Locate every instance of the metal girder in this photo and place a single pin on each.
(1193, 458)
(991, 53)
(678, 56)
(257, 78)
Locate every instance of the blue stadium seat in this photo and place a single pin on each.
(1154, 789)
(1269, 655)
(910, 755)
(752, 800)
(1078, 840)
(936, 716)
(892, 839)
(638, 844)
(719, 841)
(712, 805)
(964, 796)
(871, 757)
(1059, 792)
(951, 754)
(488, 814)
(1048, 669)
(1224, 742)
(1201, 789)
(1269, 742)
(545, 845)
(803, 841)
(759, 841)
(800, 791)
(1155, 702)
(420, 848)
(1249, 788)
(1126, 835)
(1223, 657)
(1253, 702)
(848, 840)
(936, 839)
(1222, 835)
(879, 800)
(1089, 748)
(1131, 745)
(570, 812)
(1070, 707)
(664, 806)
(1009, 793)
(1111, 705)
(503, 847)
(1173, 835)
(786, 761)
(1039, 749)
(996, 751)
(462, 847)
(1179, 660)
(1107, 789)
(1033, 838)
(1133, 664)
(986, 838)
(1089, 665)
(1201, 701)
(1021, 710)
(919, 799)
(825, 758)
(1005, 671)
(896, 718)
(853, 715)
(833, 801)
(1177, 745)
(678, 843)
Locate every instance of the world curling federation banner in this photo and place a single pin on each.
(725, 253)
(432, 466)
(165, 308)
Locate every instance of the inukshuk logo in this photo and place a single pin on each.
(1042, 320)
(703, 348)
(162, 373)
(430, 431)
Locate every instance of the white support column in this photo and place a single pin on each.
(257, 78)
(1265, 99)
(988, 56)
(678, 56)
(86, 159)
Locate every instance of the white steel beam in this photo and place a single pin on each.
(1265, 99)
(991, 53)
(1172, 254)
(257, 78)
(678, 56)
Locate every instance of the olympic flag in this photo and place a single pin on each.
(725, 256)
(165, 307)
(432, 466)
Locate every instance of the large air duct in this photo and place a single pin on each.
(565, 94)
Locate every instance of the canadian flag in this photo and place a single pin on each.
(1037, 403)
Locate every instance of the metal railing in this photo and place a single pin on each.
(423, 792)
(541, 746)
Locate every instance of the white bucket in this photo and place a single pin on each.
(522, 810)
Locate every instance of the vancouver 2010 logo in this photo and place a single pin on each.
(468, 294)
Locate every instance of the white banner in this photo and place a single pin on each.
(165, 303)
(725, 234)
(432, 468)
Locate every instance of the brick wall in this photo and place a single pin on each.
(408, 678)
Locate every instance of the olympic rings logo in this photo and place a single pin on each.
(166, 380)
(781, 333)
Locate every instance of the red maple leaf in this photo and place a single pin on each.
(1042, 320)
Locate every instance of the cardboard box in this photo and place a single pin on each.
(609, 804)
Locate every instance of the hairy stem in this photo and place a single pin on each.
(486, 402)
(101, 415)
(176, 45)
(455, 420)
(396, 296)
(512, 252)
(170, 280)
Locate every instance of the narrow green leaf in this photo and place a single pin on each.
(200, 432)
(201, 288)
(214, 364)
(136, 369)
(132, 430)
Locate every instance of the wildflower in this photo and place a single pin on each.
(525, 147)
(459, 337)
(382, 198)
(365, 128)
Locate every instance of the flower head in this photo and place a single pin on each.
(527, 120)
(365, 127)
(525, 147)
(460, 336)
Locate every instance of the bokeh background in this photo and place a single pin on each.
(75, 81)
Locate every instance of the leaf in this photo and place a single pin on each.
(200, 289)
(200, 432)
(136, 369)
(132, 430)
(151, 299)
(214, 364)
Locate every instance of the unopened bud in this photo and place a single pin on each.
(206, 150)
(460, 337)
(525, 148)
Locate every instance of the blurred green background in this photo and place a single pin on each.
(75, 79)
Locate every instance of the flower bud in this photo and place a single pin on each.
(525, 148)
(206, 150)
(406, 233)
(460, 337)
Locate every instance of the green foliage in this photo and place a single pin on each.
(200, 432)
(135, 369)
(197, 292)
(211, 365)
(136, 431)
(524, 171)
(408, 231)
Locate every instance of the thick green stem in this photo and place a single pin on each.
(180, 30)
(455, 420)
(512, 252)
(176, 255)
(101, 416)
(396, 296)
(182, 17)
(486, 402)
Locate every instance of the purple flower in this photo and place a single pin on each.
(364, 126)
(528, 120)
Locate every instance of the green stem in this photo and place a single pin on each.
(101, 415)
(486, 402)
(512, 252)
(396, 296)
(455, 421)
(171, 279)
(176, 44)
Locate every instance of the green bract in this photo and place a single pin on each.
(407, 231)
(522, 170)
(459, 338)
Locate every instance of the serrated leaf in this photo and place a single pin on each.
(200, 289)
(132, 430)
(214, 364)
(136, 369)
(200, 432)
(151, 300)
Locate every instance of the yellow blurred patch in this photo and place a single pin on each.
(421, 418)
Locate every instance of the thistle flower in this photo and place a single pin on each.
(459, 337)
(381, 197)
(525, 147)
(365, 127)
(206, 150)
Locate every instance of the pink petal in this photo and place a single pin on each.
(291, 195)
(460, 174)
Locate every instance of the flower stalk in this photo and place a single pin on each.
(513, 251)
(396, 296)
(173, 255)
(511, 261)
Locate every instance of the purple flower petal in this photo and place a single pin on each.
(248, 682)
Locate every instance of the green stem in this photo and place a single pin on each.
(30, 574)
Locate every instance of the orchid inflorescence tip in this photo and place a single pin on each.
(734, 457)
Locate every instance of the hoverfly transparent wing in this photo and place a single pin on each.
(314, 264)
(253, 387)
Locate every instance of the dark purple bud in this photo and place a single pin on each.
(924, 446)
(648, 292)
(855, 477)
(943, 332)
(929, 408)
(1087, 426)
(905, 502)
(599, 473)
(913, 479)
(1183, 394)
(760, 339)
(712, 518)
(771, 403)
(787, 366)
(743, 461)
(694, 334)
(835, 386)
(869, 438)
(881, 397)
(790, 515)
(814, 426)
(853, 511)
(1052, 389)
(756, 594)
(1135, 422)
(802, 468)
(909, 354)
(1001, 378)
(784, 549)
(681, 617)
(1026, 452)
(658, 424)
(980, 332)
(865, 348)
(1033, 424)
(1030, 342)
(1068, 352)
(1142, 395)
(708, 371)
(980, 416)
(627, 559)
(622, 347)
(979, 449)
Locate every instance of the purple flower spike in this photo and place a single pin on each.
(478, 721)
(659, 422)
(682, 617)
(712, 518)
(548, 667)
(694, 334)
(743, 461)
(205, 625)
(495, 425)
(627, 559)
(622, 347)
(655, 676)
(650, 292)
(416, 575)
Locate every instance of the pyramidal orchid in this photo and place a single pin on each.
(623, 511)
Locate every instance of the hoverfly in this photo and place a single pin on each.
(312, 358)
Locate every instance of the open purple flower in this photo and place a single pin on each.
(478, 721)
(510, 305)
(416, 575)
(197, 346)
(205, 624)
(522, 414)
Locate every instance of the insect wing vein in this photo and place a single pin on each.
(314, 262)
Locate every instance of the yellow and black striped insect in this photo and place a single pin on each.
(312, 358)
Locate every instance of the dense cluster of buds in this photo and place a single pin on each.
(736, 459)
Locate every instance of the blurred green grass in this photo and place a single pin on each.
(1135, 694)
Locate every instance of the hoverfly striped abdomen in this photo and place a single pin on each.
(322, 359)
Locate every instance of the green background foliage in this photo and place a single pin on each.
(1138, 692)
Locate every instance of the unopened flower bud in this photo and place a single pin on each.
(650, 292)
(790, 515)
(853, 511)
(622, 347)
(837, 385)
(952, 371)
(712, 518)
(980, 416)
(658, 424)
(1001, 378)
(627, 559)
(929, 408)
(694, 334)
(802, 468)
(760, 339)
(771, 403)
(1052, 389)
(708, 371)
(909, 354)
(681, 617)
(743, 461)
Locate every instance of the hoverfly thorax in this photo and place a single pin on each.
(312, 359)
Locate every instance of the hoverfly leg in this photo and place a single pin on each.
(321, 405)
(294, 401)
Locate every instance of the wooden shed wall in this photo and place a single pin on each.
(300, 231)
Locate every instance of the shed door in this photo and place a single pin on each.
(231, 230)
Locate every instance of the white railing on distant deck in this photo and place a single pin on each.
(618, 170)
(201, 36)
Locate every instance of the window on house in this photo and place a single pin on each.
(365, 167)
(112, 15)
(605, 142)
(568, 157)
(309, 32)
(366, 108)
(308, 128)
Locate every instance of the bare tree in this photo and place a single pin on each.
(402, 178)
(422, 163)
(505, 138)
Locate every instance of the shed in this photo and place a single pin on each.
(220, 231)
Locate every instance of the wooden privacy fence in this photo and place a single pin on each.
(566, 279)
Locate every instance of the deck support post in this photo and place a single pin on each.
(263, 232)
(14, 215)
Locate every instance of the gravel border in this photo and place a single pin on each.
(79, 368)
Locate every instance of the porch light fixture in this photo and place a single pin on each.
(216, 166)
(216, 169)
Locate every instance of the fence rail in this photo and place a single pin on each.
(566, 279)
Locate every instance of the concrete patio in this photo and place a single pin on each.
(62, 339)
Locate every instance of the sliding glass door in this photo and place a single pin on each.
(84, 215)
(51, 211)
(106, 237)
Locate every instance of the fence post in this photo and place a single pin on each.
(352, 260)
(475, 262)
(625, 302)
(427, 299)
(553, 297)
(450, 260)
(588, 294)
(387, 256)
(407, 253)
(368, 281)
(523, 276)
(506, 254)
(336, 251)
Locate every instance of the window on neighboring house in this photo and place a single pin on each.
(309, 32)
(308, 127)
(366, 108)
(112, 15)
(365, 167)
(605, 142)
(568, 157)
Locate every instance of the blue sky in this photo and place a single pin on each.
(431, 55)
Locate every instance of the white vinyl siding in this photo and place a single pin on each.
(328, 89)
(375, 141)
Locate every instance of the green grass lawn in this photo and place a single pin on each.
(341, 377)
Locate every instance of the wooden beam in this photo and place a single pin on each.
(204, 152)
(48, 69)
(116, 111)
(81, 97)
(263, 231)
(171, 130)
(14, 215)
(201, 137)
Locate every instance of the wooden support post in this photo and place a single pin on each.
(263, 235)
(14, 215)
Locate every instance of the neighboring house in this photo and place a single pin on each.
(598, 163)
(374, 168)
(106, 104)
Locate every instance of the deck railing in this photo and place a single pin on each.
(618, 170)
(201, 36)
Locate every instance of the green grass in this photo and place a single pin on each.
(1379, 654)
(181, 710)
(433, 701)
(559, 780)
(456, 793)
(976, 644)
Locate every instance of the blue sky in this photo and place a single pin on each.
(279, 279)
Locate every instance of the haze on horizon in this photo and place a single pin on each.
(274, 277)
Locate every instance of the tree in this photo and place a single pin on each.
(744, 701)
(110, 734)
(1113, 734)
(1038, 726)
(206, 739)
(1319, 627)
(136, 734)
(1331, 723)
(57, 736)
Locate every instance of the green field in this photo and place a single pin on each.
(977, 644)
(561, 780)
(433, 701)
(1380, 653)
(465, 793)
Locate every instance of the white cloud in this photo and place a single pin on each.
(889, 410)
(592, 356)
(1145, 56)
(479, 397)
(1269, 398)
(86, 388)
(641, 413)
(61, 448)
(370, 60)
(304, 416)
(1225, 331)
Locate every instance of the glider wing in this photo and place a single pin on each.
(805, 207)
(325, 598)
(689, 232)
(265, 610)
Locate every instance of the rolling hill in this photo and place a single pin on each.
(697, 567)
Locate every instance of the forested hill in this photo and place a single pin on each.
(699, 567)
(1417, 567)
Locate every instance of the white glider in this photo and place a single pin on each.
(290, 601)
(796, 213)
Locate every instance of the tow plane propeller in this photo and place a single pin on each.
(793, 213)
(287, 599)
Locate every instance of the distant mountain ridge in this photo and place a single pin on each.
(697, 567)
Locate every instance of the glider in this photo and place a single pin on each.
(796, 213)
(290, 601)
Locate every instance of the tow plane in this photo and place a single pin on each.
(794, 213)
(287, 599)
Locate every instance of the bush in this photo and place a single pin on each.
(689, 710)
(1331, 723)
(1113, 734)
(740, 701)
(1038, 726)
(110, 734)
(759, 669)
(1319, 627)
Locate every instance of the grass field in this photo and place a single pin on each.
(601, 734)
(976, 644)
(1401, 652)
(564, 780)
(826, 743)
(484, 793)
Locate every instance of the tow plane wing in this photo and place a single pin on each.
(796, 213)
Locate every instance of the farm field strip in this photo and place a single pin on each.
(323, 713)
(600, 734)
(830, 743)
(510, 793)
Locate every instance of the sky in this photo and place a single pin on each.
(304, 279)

● WORK INSTRUCTIONS: Repeat exactly, and only, the lines of the records above, starting with the line that contains "Locate every instance of the rolling" and ending with the final line, both included.

● CORRECT ANSWER:
Locate every instance of the rolling hill in this photo and place a single pin on each.
(697, 567)
Locate every instance of the forested hill in this photo and place a single pin on each.
(699, 567)
(1417, 567)
Locate every instance of the white glider in this photo and place a single pin on each.
(290, 601)
(796, 213)
Locate every instance of the tow plane propeller in this photo and place a single pin on each.
(793, 213)
(287, 599)
Locate every instance of the distant mountain ridge in this photo and place a single pin on each.
(697, 567)
Locate every instance of the glider in this photo and place a single pin on each.
(796, 213)
(290, 601)
Locate every instance of the tow plane in this photo and place a single pin on each.
(794, 213)
(287, 599)
Locate every instance of the bush in this photo and place a single pin on each.
(689, 710)
(1331, 723)
(1113, 734)
(740, 701)
(1038, 726)
(110, 734)
(759, 669)
(1319, 627)
Locate every instance of the grass field in this photo and place a single pin on each.
(601, 734)
(976, 644)
(1401, 652)
(564, 780)
(826, 743)
(484, 793)
Locate every instance of the tow plane wing in this photo and place a single pin on each.
(796, 213)
Locate every instance of the farm field strip in this photo and place a single pin on each.
(323, 713)
(600, 734)
(830, 743)
(510, 793)
Locate every instance of the sky in this photo and place a single pin on each.
(304, 279)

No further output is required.